The Tinkers Bubble on land use

Submission to the government white paper on land use
by Simon Fairlie of the Tinkers Bubble Trust

Low-income individuals are victims of a number of economic distortions caused by the present planning system, which divides all rural land into zones specified for certain kinds of development. These distortions have been recognised, but little has been done to rectify the adverse consequences for those who are disadvantaged. When the 1947 Town and Country Planning Act was introduced it was recognised that while many landowners would lose land use potential through the introduction of planning restrictions, some owners would benefit “by the imposition of restrictions on the other land.” In other words, the right to develop acquired a scarcity value, and this value, in the absence of compensatory mechanisms, accrued to the owner of the land to which these rights were attached. This was known as “betterment”.

 

The prices for development land have written astronomically over the last 45 years, while the price of agricultural land has risen much slower. A study undertaken by the Joseph Rowntree Foundation showed that “the gap between housing and agricultural land prices was far greater in 1991 than in 1981… At their peak in South Cambridgeshire, housing land prices were about 150 times those for agricultural land and in North Hertfordshire over 200 times. Even in the Fenland housing prices were some 60 times agricultural prices.” Prices of development land now hover around 40 times that of agricultural land. As the Rowntree Federation observes, purchasers at the bottom end of the housing market may be being squeezed out as land prices have risen.

**Supplied records:**
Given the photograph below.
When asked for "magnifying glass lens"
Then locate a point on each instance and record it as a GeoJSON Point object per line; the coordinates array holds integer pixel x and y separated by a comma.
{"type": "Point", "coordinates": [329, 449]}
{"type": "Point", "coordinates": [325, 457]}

**Exercise directions:**
Answer these from the submission on land use:
1. What was the value that accrued to owners of land with development rights called?
2. At their peak in North Hertfordshire, how did housing land prices compare with those for agricultural land?
3. Which act, introduced in 1947, brought in planning restrictions?
The records play no part in what comes next.

**Response to this exercise:**
1. Betterment
2. They were over 200 times those for agricultural land.
3. The Town and Country Planning Act